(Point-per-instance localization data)
▽
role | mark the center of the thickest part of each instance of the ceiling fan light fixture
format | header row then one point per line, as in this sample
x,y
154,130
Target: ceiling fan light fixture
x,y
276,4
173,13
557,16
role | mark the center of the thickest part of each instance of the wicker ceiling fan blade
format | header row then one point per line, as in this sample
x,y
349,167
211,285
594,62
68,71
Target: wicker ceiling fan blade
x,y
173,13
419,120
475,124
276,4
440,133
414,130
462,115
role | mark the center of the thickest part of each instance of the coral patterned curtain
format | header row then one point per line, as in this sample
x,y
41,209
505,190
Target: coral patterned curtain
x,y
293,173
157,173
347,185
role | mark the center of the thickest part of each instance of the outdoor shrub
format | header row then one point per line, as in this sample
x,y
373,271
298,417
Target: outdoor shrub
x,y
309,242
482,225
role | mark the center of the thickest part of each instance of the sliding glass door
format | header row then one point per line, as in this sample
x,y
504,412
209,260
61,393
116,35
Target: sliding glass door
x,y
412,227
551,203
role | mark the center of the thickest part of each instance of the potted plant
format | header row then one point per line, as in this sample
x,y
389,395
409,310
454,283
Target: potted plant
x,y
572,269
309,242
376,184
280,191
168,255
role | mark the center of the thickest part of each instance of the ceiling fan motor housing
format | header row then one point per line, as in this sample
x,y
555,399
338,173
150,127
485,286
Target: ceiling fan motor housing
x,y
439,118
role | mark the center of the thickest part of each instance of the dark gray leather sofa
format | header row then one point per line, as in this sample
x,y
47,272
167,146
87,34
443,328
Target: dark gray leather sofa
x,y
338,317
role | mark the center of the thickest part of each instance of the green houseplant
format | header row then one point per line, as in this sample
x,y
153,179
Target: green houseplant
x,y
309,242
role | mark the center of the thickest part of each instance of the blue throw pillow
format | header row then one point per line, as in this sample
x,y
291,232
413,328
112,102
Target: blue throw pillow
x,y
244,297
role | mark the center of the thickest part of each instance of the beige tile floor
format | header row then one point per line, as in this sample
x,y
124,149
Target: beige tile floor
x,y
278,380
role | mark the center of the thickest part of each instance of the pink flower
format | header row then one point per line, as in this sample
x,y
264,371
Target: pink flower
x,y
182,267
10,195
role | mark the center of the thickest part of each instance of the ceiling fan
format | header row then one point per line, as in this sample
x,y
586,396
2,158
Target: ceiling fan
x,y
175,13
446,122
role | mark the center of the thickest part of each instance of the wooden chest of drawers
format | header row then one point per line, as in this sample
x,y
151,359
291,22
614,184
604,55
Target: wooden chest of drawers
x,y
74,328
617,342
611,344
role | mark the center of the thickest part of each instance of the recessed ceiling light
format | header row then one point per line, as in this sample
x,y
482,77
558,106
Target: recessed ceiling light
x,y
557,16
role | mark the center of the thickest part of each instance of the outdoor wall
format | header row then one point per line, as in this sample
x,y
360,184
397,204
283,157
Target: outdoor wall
△
_TASK PROMPT_
Go through the entries. Report every line that contains the word "wall".

_FINISHED EXERCISE_
role | mark the center of the thickest part of each instance of the outdoor wall
Target: outdoor wall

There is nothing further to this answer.